They also sell their own jewellery brands:
- Elanza – Simulated diamond jewellery
- EON 1962 – Classic-style watches
- Genoa – Fashion watches combined with classic design features
- Iliana – Gemstones set into 18 carat gold
- J Francis – Silver with platinum overlay and accessories
- Karis – Gold- and platinum-bonded jewellery
- Rhapsody – Gemstones set into platinum
- Strada – Fashion watches

They also have collaborated with other brands:
- Lucy Q
- Rachel Galley
The channel holds themed days such as 'Tanzanite Day'. It also holds discount days where it reduces the final auction prices by 10% or 17.5% (the latter the equivalent to the UK 17.5% VAT charge), or Under £20 or £10 days.

The firm launched an additional channel, TJC Gold, in October 2012 to offer more expensive gold and platinum collections. It ran for six hours a day. It has since shut down.

The firm also launched the channels TJC Beauty and TJC Style, the latter of which shut down.

TJC also sell kitchenware, homeware, electronics, garden wares, as well as a range of beauty and style products.

==Website==
TJC's website offers their full catalogue of products (approximately 15,000 items), online rising auctions, on-air auction products and web offers not available on-air; TJC's channel can be watched from the website. The TJC blog includes information on products, jewellery trends, interviews with guests, exclusive promotions and backstage 'gossip'. Its Facebook page which offers similar content to their blog, and also offers consumers the chance to interact with them.

There is also an educational section offering consumers additional information on gemstones - Gemopedia. Other educational guides include a diamond buying guide and ring size guide.

==Customer service==
TJC has two call centers, one in India and one in UK which operates seven days a week from 9am - 6pm. The UK call centre is based in Feltham, south west London and the Indian call centre is based in Jaipur. A personal shopping service is also available, and an online chat function is available on their website. Consumers watching the channel live can text in and interact with the presenters.

== Presenters ==
Source:
- Andrew Bernard
- Andy Hodgson
- Carmel Thomas
- Caroline Lyndsay
- Chloe Marshall
- Cris St. Valery
- Derek Gibbons
- Jenny Cleary
- Jo Grimwood
- Lianna Bagley
- Lindsey Gundersen - Departing
- Mark Gould
- Marina Berry
- Stacey Ellis
- Vicki Browne

==Regulation==
TJC has been censured by the Advertising Standards Authority the following times since 2007/8

The Jewellery Channel was fined £3,200 by Trading Standards for making false claims about the treatment of a gemstone product sold through its TV channel. After complaints were made, the channel discovered that it had been selling jewellery described as natural 'pink topaz’, when in fact it was colourless topaz sprayed pink.
----------------
Task list.
1) For the passage on TJC, decide whether each statement agrees with it: (a) TJC Gold was launched in October 2012; (b) TJC's UK call centre is located in Jaipur; (c) the Rhapsody brand sets gemstones into platinum. Answer each with yes or no and quote the passage's deciding words.
2) Turn the paragraph of the passage on TJC that begins "TJC's website offers their full catalogue" into a bulleted list that keeps its main facts.
The listing that follows has no connection to the passage on TJC.

Available data.
----------------
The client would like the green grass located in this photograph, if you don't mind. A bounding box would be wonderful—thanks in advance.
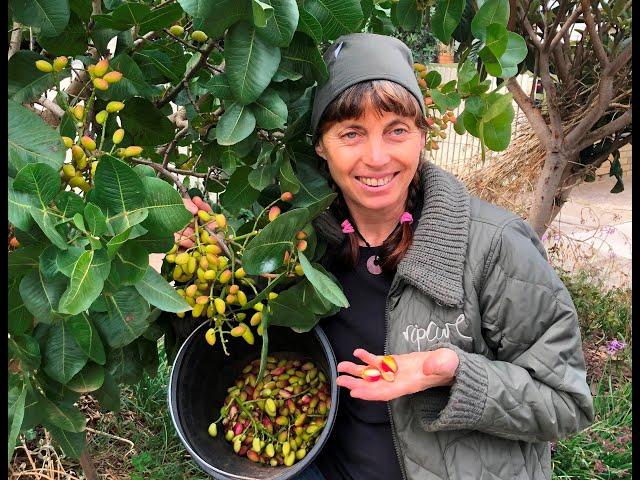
----------------
Solution list.
1)
(a) Yes: "The firm launched an additional channel, TJC Gold, in October 2012"
(b) No: "The UK call centre is based in Feltham, south west London"
(c) Yes: "Rhapsody – Gemstones set into platinum"

2)
- Website: full product catalogue (about 15,000 items), online rising auctions, on-air auction products, web-only offers, and a live stream of the channel
- Blog: product information, jewellery trends, guest interviews, exclusive promotions, and backstage 'gossip'
- Facebook page: content similar to the blog, plus a way for consumers to interact with TJC